--- DOMANDE DA SVOLGERE ---
**a)** Riscrivi il passo delle note di regia che inizia con le parole "Il tempo secondo" e termina dopo "istante in più.", rinominando "cortometraggio" in "film".
**b)** Rispondi alle domande seguenti in base alle note di regia.
(i) Quale opera di Seneca viene citata?
(ii) Come si chiama la clinica?
(iii) Con chi ha collaborato chi scrive?
**c)** Indica se ciascuna affermazione concorda con le note di regia e riporta le parole del testo che lo stabiliscono.
(i) Secondo quanto riportato di Seneca, la vita è breve per natura.
(ii) Elemire è un uomo anziano.
(iii) Fellini è tra i registi citati.

Note di regia di "Un giorno in più"
Quando ho immaginato Un giorno in più, ho sentito subito che stavo entrando in un luogo sospeso: non del tutto sogno, non del tutto realtà, ma una zona limite in cui il tempo si piega su se stesso, e l’identità — la mia, quella dell’altro — diventa fragile. In quel piccolo quadrato di proiezione, ho costruito un teatro dell’anima, dove la vita non è solo vissuta ma rivissuta, ricordata, sperata e temuta.
Il tempo secondo Seneca e la lente del cinema
Penso spesso a Seneca — al suo De brevitate vitae, al decimo libro dei Dialoghi — e a come dice che la vita non è breve, siamo noi che la rendiamo tale con il modo in cui la sprechiamo. In questo cortometraggio, il tempo non è solo un dato cronologico, ma un’entità fluida, che si allunga e si accorcia, che si stratifica con i ricordi e con le attese. È come se ogni flashback, ogni salto nell’anima dell’io protagonista, fosse un piccolo assalto contro la nostra memoria, un tentativo di rubare al nulla un istante in più.
C’è una scena che ricordo bene: la clinica “Temporary Road”, con Elemire—l’uomo anziano che, dalla quiete del presente, si immerge in frammenti del passato. Quei frammenti non sono mai semplici nostalgie: sono scelte, identità che forse non siamo stati, rimpianti confessati o ancora sommessi. Collaborando con Francesca Scaglione e Filippa Gracioppo, ho scelto di trattare il tempo temporale (quel fluire degli orologi, dei giorni che passano) insieme al tempo morale, al tempo interiore che pesa di più.
Nel mio sguardo, risuona molto anche l’immaginario del cinema: Lynch, Bresson, ma pure la delicatezza esistenziale di certi paesaggi interiori che solo un cinema “poetico” sa catturare. Dal surrealismo all’attenzione quasi mistica per l’oggetto — la luce dorata di un tramonto, la riva di un lago, oggetti simbolici — tutto appare calibrato per evocare quanto siamo contingentati dall’effimero.

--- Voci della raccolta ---
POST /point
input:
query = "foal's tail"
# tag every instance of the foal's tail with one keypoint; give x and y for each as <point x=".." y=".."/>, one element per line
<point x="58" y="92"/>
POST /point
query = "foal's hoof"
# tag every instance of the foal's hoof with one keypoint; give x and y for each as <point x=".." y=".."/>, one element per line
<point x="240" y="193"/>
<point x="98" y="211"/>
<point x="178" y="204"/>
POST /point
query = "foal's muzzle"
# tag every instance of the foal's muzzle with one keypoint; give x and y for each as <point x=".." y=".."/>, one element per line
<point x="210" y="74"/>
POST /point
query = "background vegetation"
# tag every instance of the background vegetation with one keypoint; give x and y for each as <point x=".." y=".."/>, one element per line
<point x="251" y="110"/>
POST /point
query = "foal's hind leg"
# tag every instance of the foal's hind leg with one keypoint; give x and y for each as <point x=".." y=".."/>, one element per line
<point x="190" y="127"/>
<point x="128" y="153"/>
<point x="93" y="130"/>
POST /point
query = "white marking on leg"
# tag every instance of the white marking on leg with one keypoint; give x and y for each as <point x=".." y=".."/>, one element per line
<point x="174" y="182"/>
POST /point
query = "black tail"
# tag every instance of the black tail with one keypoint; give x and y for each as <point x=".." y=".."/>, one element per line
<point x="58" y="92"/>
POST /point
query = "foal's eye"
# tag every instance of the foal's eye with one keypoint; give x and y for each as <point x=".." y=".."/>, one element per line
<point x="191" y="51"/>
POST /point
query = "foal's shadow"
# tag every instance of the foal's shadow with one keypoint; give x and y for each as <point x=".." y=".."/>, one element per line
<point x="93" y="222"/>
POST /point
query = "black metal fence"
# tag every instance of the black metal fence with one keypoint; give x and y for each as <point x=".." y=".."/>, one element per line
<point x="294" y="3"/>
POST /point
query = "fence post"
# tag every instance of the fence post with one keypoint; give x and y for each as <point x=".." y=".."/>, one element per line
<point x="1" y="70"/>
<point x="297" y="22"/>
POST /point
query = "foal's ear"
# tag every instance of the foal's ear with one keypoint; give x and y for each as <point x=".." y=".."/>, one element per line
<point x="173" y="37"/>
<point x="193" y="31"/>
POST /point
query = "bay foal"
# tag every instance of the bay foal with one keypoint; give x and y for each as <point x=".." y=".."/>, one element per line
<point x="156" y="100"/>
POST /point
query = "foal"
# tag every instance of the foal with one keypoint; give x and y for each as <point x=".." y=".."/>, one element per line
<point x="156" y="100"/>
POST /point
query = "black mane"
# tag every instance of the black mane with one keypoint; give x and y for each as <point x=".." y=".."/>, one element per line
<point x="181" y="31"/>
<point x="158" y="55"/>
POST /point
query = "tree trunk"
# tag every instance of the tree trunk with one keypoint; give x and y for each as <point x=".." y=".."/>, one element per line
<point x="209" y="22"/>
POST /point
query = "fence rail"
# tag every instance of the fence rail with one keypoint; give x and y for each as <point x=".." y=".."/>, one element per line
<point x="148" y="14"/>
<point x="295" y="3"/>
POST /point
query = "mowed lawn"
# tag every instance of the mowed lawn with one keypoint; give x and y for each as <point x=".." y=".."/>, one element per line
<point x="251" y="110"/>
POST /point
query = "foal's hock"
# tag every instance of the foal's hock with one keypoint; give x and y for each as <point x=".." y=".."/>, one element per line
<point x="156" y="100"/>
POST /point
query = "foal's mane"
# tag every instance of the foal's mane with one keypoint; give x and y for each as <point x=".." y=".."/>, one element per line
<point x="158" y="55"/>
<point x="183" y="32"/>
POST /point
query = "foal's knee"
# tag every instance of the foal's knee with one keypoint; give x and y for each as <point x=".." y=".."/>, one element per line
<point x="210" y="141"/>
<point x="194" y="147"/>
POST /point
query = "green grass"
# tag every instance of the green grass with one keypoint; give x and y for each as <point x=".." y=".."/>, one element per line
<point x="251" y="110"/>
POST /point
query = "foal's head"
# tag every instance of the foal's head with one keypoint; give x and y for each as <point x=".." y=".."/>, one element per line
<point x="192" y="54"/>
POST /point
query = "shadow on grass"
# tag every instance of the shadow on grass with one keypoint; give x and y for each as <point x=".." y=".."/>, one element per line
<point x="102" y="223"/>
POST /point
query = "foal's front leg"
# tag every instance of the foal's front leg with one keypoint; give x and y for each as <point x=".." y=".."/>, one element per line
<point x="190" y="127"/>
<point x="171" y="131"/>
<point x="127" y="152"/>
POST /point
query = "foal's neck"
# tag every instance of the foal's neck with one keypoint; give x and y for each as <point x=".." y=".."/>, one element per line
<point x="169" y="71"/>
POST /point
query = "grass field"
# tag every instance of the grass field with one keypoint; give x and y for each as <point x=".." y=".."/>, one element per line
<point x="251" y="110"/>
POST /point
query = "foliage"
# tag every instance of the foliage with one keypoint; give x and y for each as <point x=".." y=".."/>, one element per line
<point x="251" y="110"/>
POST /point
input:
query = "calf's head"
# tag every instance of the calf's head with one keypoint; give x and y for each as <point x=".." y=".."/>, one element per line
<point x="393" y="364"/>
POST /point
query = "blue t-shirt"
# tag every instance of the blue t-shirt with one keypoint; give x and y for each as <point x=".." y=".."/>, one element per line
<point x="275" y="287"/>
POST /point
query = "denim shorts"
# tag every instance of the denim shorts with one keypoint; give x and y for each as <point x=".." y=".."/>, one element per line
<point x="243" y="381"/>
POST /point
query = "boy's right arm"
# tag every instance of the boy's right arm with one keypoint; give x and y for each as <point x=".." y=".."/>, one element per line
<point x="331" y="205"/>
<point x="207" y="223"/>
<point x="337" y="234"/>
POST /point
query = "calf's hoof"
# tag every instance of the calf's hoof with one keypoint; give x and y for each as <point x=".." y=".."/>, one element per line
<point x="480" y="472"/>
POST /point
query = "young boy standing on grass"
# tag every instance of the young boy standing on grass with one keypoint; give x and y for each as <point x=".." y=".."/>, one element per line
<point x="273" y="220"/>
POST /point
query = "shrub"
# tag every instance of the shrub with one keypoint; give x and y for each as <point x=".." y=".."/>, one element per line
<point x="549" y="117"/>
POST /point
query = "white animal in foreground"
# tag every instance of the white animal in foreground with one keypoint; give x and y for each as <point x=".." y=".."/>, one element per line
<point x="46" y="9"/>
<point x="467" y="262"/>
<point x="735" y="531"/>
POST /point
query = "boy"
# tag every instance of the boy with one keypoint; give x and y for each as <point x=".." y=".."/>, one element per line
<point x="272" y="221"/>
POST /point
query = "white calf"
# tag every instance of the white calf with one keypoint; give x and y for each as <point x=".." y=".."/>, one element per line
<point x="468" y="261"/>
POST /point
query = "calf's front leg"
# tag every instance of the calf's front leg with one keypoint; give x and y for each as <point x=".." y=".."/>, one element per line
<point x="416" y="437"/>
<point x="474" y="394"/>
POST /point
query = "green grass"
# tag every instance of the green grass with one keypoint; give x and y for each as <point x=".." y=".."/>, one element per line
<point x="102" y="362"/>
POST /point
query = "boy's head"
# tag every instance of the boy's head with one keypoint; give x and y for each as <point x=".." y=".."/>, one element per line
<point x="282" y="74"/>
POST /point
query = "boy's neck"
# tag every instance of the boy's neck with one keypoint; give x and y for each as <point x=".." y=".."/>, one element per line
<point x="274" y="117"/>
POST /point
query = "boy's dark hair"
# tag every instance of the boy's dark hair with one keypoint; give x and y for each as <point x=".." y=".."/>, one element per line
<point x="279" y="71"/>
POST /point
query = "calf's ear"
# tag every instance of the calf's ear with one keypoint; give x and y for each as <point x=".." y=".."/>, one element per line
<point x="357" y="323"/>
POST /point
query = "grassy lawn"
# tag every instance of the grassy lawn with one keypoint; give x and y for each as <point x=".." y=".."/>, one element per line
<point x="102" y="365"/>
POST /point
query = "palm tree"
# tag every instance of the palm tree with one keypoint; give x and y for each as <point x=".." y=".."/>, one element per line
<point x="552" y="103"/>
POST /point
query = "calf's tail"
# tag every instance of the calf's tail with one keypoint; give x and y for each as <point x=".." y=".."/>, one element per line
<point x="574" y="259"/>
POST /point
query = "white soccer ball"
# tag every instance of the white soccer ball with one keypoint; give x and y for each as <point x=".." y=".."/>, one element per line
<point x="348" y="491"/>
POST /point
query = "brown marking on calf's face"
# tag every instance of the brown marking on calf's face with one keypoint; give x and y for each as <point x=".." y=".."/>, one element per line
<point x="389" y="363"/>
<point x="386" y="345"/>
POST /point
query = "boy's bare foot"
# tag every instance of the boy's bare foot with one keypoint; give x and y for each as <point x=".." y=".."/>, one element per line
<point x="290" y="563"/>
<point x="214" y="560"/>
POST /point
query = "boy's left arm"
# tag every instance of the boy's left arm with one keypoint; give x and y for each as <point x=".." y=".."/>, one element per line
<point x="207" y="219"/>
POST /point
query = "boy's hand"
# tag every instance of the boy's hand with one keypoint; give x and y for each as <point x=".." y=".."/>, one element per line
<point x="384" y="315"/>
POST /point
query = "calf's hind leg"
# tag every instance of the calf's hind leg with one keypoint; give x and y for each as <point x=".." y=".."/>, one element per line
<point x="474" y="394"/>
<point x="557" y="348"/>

--- SOLUZIONI DEI COMPITI ---
**a)**
Il tempo secondo Seneca e la lente del cinema
Penso spesso a Seneca — al suo De brevitate vitae, al decimo libro dei Dialoghi — e a come dice che la vita non è breve, siamo noi che la rendiamo tale con il modo in cui la sprechiamo. In questo film, il tempo non è solo un dato cronologico, ma un’entità fluida, che si allunga e si accorcia, che si stratifica con i ricordi e con le attese. È come se ogni flashback, ogni salto nell’anima dell’io protagonista, fosse un piccolo assalto contro la nostra memoria, un tentativo di rubare al nulla un istante in più.

**b)**
(i) Il De brevitate vitae, dal decimo libro dei Dialoghi.
(ii) La clinica si chiama "Temporary Road".
(iii) Ha collaborato con Francesca Scaglione e Filippa Gracioppo.

**c)**
(i) No: "la vita non è breve, siamo noi che la rendiamo tale con il modo in cui la sprechiamo".
(ii) Sì: "Elemire—l’uomo anziano".
(iii) No: "Lynch, Bresson".